Suppose you are a data analyst working for ride-sharing platform Uber. Uber is interested in analyzing the performance of drivers based on their ratings and wants to categorize them into different performance tiers. 

Write an SQL query to categorize drivers equally into three performance tiers (Top, Middle, and Bottom) based on their average ratings. Drivers with the highest average ratings should be placed in the top tier, drivers with ratings below the top tier but above the bottom tier should be placed in the middle tier, and drivers with the lowest average ratings should be placed in the bottom tier. Sort the output in decreasing order of average rating

In [0]:
from pyspark.sql import SparkSession
from pyspark.sql.types import StructType, StructField, IntegerType, FloatType
from pyspark.sql.window import *
from pyspark.sql.functions import *

# Create a Spark session
spark = SparkSession.builder \
    .appName("Driver Ratings") \
    .getOrCreate()

# Define the schema
schema = StructType([
    StructField("driver_id", IntegerType(), True),
    StructField("avg_rating", FloatType(), True)
])

# Create the data
data = [
    (1, 4.80),
    (2, 4.50),
    (3, 3.90),
    (4, 4.20),
    (5, 4.70),
    (6, 3.60),
    (7, 4.90),
    (8, 3.80),
    (9, 4.40),
    (10, 3.50),
    (11, 4.10),
    (12, 4.60)

DATA BLOCK:

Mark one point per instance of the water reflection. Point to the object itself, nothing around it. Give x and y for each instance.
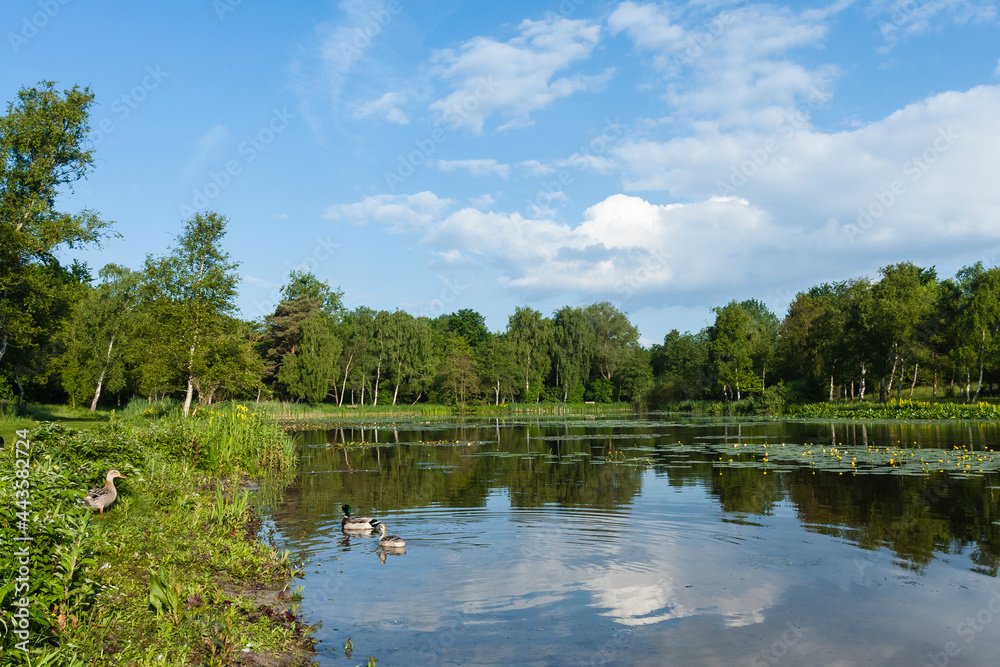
(629, 539)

TASK DETAILS: Continue the PySpark walkthrough on sorting Uber drivers into rating tiers, starting right after its last line.

RESPONSE:
]

# Create a DataFrame
df = spark.createDataFrame(data, schema)

# Show the DataFrame
df.show()


+---------+----------+
|driver_id|avg_rating|
+---------+----------+
|        1|       4.8|
|        2|       4.5|
|        3|       3.9|
|        4|       4.2|
|        5|       4.7|
|        6|       3.6|
|        7|       4.9|
|        8|       3.8|
|        9|       4.4|
|       10|       3.5|
|       11|       4.1|
|       12|       4.6|
+---------+----------+



In [0]:
window_spec=Window.partitionBy().orderBy(col("avg_rating"))
df=df.withColumn("Bucketing",ntile(3).over(window_spec)) \
    .withColumn("performance_tier", when(col("Bucketing")==1,"Top") \
        .when(col("Bucketing")==2,"Middle") \
            .when(col("Bucketing")==3,"Bottom") \
                .otherwise("Unknown") \
    
        ).select("driver_id","avg_rating","performance_tier")